BRIEF:
The response should hold each line from the entries below where "number" is found.

────────────────────

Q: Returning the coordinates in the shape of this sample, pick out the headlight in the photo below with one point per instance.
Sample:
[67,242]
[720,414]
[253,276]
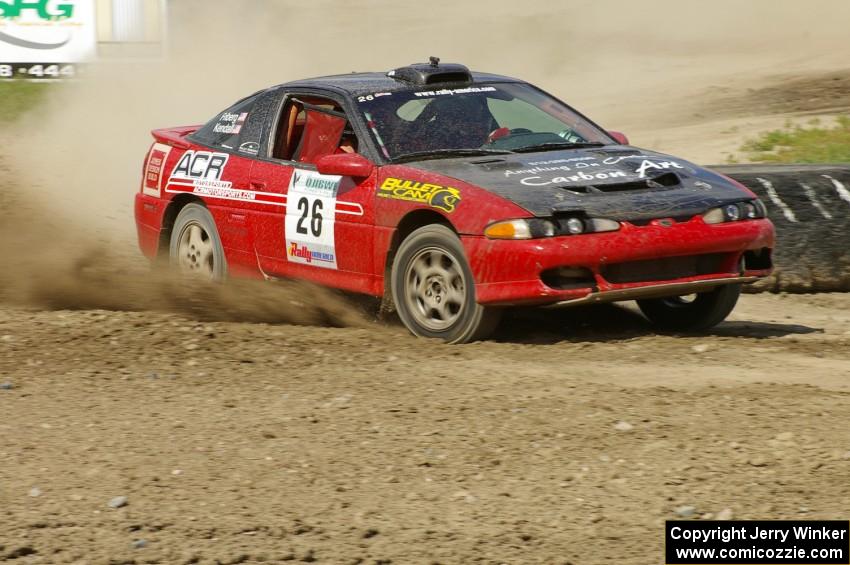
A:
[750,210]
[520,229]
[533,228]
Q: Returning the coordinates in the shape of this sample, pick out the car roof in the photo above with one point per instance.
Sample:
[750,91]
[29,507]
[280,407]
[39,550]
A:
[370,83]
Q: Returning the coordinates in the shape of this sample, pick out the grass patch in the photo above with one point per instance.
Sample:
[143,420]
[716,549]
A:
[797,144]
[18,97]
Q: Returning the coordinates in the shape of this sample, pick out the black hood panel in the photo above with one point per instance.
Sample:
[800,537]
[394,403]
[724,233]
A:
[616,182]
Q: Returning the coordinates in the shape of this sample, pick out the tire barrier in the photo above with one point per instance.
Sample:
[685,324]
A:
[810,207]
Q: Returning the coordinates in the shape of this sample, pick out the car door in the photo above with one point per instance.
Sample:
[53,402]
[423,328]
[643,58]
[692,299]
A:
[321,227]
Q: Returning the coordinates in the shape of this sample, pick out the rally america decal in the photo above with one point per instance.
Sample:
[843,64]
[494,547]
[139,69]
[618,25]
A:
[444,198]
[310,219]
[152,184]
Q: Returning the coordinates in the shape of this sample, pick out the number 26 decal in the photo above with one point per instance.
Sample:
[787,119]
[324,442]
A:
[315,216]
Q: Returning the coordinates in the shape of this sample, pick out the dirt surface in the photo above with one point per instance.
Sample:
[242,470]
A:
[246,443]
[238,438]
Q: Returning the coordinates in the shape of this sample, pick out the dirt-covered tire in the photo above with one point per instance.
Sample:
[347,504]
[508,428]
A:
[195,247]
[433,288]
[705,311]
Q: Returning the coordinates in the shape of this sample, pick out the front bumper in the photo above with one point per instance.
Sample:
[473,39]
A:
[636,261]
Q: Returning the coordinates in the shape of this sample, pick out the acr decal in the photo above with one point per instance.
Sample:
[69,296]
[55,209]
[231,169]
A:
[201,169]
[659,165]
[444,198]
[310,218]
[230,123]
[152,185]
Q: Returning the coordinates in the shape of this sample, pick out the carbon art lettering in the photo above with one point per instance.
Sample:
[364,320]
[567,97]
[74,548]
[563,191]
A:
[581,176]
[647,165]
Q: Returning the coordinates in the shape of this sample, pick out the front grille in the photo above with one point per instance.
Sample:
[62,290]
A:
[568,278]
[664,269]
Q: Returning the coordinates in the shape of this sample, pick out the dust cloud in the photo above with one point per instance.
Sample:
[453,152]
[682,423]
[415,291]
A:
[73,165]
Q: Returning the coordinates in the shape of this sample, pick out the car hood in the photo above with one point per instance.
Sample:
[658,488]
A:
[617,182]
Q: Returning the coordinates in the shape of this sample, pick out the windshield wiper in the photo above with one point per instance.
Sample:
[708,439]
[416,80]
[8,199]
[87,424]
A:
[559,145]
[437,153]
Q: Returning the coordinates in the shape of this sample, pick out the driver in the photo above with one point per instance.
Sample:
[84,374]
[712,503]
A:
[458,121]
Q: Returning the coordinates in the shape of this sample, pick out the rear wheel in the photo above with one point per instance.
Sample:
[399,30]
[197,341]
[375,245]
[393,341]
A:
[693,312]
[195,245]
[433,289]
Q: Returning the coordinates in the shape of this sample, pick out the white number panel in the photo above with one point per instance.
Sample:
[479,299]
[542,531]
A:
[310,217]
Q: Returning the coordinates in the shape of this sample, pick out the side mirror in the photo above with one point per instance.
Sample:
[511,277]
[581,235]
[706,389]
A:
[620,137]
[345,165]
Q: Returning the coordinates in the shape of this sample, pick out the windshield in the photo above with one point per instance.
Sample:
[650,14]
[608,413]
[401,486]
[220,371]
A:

────────────────────

EXERCISE SOLUTION:
Q: Returning the coordinates in the shape of this sample, pick out the number 26 decal in the photo above with one point per instance.
Q: Returning the coordinates in the shape of this sample, pick out the white number panel in the photo above with one point per instance.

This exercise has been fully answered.